The internet is equal parts blessing and curse for me. It’s like the world’s largest library at my fingertips, ridiculously easy to instantly access information about any topic you can conceivably come up with. I no longer need to buy the latest edition of a dictionary, encyclopedia, or thesaurus. Need some random piece of trivia? Done. Need info about 16th century Japanese combat techniques for a story? Right there. It’s amazing, but it’s also evil.
I mean, what a time suck. I spend hours every day on this damned machine, twiddling around wasting time I could be writing. Don’t worry, I berate myself constantly for it. I feel guilty all the time. Before the internet I procrastinated, sure, but it was procrastination spent reading, or listening to music, or being with friends, or *gasp* actually creating other things. It was time spent doing something. Now when I procrastinate, five hours can go by, nothing’s gotten done, and I come out of this LCD haze shaking my head and thinking, “What did I just read?” Most of the time I can’t even say – it’s just random shit I find on websites. I hate it. I love it.
Yesterday I finished “Traveler,” my country singer vampire story, and sent it off into the wild. I may get a million rejections on it, like I always do, but I have to say I’m sort of proud of it. I think my writing is definitely getting better. Ok, let’s qualify that, since I’m technically still learning the craft and “better” is definitely a subjective term, but it’s better for me. I can certainly tell the difference between the stuff I write now and the stuff I wrote three years ago. Big improvement. The LOML is always quoting me a statistic he learned somewhere, that it takes 10,000 hours of practice for one to master any skill. So yeah, I’ve got a long way to go. I’m getting there, though, even if it is by slow degrees.

**YOUR TASKS**.
• A. According to the passage on the internet and writing, what were all the things the writer's procrastination was spent on before the internet?
• B. Repeat the passage on the internet and writing word for word, between "I mean, what" and "it. I love it.", inclusive.
• C. Summarize the passage on the internet and writing in two sentences.

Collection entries
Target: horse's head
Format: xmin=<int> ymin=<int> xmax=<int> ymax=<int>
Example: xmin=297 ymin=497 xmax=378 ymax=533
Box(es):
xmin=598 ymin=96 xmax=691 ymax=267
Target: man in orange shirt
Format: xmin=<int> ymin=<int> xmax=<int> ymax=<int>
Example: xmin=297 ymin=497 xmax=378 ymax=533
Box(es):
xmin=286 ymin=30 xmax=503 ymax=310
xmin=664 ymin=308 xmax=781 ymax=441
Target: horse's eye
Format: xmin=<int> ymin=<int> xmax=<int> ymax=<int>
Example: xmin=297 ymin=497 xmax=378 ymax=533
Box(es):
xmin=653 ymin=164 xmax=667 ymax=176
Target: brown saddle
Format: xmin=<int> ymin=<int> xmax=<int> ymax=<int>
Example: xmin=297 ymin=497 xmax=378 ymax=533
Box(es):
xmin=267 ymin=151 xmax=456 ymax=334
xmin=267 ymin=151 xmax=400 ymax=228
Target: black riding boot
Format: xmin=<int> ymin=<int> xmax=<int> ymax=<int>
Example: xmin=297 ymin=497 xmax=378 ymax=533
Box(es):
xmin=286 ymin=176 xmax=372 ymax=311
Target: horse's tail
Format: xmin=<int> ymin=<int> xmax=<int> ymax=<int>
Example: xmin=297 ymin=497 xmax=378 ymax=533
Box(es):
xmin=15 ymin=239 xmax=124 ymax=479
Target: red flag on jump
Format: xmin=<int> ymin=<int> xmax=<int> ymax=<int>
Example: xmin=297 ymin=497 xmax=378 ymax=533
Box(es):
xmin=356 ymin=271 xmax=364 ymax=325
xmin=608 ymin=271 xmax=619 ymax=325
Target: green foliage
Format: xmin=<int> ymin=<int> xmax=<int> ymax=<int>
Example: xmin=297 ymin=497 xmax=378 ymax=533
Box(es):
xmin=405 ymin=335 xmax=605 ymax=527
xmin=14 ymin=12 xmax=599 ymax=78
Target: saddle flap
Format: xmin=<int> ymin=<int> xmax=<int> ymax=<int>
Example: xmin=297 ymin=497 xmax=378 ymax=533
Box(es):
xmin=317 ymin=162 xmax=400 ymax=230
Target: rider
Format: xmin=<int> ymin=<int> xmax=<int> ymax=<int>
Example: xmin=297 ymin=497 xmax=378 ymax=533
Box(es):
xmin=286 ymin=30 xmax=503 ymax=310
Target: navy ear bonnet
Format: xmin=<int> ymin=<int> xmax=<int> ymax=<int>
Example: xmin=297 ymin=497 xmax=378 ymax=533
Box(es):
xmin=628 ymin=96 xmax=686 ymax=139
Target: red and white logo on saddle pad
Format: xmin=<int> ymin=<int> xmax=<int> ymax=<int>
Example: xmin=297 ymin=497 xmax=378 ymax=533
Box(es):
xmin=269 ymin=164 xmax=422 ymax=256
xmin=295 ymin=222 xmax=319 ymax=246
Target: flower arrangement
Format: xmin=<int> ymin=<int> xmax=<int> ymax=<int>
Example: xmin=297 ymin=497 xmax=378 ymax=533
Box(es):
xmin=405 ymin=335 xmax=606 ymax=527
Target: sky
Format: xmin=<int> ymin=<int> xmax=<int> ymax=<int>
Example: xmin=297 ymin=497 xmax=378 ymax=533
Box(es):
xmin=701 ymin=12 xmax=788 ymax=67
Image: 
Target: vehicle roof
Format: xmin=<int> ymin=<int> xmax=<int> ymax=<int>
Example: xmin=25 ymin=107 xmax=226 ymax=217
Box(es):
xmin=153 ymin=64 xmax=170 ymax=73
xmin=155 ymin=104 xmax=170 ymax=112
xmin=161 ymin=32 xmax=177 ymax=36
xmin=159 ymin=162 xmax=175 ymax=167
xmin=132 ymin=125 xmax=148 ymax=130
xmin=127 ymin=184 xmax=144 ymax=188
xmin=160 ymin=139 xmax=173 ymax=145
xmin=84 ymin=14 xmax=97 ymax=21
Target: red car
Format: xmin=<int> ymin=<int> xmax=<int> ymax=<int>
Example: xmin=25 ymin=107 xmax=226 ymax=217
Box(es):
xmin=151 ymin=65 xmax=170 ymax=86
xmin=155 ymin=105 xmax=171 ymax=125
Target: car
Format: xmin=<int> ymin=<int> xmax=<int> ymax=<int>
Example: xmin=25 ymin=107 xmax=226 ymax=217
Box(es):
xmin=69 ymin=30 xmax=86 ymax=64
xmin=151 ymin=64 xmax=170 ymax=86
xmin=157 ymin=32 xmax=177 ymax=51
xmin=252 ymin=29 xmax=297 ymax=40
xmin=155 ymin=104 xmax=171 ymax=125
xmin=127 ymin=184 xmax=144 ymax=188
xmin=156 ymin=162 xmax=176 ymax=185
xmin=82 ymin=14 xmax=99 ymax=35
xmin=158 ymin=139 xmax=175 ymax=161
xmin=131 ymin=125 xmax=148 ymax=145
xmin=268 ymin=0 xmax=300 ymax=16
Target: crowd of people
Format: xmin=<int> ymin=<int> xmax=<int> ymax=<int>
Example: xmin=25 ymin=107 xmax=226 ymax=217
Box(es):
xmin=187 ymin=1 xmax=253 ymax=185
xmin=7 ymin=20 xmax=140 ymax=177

**ANSWER SET**.
• A.
- Reading
- Listening to music
- Being with friends
- Creating other things

• B.
I mean, what a time suck. I spend hours every day on this damned machine, twiddling around wasting time I could be writing. Don’t worry, I berate myself constantly for it. I feel guilty all the time. Before the internet I procrastinated, sure, but it was procrastination spent reading, or listening to music, or being with friends, or *gasp* actually creating other things. It was time spent doing something. Now when I procrastinate, five hours can go by, nothing’s gotten done, and I come out of this LCD haze shaking my head and thinking, “What did I just read?” Most of the time I can’t even say – it’s just random shit I find on websites. I hate it. I love it.

• C. The writer calls the internet both a blessing and a curse: it gives instant access to information on any topic but eats up hours that could go to writing, which leaves the writer feeling guilty. The writer also reports finishing and submitting "Traveler," a country singer vampire story, and sees a big improvement over work from three years ago, while acknowledging a long way still to go.